# [WHAT YOU WILL DO]
Copy every line of the entries that includes the word "fountain".

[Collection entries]
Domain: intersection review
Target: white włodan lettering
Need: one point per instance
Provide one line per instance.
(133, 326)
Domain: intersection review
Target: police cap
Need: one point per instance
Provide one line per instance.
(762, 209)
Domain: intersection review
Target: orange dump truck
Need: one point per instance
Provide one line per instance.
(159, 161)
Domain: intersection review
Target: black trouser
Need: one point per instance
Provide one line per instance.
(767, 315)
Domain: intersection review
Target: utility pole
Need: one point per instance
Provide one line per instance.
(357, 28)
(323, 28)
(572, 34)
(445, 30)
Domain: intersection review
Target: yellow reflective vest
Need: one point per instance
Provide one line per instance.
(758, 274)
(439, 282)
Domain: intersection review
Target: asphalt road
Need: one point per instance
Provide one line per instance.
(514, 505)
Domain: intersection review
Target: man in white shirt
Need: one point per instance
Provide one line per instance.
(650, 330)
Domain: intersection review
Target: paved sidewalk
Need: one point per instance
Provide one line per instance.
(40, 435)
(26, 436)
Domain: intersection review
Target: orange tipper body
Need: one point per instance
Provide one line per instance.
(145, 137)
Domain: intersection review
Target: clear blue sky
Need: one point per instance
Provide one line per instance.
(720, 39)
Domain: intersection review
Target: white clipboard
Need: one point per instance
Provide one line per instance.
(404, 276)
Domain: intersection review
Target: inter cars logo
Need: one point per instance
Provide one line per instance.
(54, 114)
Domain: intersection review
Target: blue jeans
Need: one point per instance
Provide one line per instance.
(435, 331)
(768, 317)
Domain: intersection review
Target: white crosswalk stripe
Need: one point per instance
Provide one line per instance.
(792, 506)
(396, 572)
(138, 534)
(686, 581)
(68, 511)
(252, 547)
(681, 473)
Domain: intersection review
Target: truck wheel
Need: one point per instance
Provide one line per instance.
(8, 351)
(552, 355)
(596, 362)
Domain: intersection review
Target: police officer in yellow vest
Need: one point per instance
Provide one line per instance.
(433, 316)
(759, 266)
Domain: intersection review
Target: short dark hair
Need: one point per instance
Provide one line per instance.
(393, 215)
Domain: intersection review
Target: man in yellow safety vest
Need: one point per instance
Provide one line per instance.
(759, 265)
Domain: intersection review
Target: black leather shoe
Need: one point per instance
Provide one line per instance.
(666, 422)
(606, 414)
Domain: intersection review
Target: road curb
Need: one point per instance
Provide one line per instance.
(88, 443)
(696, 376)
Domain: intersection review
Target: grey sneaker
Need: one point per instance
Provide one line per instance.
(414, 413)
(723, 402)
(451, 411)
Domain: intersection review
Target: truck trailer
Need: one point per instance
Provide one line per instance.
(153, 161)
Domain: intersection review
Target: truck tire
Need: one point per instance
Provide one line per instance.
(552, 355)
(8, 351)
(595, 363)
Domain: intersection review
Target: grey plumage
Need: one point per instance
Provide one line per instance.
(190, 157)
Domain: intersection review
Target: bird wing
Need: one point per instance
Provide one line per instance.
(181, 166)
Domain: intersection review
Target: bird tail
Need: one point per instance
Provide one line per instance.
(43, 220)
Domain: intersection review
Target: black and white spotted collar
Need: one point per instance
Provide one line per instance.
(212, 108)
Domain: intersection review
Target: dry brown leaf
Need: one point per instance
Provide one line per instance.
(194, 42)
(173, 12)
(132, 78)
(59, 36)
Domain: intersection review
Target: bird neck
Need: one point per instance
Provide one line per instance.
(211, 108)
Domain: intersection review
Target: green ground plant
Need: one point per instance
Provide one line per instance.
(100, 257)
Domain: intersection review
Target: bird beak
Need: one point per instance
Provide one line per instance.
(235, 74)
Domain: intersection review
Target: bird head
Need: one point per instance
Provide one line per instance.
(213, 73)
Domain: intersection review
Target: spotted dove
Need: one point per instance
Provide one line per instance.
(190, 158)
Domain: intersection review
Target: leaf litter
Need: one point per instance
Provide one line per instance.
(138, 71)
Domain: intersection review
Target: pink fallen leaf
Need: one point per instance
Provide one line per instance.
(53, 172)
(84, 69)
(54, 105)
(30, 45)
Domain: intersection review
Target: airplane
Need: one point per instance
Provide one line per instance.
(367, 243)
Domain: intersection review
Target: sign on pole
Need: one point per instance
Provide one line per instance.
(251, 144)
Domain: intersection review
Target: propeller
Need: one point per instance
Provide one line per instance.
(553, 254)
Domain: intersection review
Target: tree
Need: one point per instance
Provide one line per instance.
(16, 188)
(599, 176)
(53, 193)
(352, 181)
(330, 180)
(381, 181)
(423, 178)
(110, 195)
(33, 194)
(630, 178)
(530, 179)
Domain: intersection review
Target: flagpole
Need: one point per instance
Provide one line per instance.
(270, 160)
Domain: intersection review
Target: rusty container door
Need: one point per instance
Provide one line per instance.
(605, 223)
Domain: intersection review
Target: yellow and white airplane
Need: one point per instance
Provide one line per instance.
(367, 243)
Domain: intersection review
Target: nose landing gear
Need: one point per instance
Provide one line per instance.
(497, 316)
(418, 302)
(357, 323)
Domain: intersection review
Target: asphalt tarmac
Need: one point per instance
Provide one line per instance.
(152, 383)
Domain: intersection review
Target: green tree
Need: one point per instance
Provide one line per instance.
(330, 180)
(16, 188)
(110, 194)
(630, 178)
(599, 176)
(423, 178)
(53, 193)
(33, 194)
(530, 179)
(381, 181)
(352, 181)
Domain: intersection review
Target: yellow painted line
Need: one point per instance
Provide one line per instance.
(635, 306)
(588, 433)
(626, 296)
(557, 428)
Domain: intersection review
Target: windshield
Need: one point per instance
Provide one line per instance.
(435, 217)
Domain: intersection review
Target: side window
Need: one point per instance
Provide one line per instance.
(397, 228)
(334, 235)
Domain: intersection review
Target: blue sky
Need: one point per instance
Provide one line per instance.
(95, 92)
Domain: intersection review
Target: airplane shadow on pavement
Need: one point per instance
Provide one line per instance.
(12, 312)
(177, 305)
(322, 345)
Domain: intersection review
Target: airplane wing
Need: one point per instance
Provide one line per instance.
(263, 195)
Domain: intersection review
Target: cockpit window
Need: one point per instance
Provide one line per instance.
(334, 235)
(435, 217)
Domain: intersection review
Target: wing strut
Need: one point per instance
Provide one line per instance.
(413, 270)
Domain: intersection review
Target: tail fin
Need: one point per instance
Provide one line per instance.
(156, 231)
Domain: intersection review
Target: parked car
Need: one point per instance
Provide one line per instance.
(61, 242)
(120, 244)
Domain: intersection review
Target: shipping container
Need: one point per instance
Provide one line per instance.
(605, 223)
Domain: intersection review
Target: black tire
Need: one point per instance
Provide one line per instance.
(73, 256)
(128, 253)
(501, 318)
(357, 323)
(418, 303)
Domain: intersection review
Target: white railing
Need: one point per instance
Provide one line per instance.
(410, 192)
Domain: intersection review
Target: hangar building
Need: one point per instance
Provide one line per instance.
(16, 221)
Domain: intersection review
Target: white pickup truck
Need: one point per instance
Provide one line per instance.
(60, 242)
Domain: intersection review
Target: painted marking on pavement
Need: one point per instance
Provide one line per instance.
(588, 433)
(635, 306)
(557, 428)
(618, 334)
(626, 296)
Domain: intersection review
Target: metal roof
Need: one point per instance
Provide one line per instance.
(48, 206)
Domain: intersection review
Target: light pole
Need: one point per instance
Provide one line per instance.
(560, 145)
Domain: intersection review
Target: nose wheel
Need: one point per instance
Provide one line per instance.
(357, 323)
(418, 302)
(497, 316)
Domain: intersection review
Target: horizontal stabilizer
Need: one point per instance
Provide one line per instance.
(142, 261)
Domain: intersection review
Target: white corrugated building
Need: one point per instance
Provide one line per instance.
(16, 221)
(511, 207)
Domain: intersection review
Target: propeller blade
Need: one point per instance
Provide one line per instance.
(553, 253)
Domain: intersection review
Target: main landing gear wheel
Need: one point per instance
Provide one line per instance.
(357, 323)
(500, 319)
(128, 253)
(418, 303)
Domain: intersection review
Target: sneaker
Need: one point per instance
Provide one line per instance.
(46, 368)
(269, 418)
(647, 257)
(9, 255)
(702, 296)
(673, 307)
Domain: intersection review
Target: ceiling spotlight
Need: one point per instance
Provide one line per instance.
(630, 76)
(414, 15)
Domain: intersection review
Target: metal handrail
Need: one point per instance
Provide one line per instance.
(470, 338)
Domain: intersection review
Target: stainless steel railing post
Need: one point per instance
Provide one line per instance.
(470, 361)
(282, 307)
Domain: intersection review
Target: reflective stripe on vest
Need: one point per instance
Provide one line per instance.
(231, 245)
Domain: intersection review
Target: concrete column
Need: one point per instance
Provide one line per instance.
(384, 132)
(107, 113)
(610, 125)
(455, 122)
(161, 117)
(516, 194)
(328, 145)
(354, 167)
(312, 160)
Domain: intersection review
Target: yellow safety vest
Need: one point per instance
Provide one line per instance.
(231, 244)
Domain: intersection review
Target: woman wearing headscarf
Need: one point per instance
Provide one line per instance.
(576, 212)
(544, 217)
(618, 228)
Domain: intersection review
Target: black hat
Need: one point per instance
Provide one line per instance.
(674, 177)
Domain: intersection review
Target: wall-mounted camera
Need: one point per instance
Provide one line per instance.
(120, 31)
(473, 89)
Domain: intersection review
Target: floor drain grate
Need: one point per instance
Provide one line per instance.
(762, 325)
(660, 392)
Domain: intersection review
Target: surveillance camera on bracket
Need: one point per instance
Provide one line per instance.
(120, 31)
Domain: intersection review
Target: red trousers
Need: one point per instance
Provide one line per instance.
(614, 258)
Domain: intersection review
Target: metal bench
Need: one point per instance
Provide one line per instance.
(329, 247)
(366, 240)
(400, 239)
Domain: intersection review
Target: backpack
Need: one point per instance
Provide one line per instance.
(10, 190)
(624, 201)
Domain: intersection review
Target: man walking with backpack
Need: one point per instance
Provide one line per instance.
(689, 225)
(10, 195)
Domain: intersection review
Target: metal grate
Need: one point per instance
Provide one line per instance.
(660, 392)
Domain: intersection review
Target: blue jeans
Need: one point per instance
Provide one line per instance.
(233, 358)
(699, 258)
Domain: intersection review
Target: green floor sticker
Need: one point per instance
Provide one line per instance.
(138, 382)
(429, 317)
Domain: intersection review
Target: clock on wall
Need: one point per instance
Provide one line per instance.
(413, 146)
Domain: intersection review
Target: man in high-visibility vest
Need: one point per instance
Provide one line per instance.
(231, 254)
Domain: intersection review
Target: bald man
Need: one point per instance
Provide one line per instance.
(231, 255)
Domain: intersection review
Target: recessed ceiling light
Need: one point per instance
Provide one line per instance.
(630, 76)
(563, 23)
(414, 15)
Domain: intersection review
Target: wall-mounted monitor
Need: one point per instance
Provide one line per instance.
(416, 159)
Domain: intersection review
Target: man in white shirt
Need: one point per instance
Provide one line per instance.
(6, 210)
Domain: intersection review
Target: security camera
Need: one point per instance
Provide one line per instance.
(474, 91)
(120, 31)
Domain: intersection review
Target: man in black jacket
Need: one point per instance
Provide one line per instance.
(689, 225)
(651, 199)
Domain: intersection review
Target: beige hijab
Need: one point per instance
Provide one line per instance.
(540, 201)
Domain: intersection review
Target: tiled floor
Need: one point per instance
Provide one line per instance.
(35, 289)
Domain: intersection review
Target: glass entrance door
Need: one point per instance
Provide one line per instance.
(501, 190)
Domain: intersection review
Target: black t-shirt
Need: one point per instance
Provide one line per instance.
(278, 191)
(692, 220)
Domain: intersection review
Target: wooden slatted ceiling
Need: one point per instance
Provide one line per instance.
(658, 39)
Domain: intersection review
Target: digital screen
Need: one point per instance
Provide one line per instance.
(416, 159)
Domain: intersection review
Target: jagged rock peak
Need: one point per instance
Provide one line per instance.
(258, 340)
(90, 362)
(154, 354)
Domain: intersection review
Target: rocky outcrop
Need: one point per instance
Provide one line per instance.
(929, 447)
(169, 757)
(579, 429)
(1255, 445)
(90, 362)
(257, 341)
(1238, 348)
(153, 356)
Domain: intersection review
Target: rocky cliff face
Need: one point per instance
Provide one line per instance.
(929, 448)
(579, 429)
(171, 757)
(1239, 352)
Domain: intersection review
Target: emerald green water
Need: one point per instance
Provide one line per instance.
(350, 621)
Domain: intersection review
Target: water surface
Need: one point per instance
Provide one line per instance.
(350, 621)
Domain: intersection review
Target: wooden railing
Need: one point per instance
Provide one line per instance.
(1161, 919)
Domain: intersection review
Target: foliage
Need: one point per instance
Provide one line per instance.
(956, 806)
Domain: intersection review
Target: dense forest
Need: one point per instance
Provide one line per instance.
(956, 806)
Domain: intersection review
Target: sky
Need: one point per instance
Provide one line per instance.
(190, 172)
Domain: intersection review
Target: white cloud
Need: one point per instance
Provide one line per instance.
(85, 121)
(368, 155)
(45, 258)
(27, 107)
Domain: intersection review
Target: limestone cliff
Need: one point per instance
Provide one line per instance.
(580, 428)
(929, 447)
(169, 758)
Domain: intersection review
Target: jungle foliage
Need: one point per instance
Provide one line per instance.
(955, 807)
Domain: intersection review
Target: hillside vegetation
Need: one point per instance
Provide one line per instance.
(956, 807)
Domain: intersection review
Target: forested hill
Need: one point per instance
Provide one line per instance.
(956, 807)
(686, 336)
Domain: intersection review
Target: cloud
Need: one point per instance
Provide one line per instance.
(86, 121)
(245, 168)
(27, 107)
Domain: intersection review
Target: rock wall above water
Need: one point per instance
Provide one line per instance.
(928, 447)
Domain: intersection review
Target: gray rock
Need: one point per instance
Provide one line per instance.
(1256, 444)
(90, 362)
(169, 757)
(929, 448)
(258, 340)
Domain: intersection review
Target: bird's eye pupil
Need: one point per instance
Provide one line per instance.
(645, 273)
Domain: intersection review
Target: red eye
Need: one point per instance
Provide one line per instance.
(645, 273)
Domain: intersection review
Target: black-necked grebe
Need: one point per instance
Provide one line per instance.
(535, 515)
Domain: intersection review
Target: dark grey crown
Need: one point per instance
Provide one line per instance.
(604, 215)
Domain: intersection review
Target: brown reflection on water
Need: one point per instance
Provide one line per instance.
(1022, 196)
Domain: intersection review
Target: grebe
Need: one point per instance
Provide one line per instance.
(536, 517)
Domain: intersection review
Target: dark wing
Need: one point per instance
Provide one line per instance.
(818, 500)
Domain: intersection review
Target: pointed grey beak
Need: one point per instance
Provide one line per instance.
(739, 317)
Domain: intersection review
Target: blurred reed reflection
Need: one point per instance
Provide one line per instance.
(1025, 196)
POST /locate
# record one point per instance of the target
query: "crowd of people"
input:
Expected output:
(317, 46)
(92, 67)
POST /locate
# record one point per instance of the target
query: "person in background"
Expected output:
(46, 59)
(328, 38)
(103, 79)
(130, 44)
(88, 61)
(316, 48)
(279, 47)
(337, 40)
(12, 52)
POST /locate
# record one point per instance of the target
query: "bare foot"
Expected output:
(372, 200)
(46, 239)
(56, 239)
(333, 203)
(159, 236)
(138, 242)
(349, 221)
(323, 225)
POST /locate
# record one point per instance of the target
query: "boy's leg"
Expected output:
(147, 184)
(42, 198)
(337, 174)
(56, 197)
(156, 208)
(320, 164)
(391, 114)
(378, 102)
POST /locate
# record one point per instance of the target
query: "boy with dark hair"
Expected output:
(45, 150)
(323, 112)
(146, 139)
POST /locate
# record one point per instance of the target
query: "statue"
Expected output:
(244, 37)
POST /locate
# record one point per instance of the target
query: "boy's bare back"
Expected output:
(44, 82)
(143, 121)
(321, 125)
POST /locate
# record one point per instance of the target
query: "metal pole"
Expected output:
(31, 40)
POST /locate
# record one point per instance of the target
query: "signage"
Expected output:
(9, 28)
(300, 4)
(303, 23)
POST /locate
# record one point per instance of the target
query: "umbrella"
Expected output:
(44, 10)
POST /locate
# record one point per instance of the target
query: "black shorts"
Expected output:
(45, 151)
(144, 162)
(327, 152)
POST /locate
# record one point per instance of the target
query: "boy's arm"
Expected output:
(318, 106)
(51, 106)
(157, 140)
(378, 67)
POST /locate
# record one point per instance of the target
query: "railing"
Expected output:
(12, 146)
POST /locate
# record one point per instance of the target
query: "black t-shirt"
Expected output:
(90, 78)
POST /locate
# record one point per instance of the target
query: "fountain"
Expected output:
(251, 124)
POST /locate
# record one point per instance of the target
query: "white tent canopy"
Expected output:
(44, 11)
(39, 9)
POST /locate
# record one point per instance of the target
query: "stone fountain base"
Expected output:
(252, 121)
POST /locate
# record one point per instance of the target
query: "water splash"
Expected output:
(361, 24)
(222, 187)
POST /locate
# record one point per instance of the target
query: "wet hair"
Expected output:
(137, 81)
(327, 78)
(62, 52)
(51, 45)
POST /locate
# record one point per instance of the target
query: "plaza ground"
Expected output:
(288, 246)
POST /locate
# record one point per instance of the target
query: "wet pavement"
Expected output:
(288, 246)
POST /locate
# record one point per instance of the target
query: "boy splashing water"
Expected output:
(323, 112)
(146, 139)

# [OUTPUT]
query: "fountain"
query: "stone fountain base"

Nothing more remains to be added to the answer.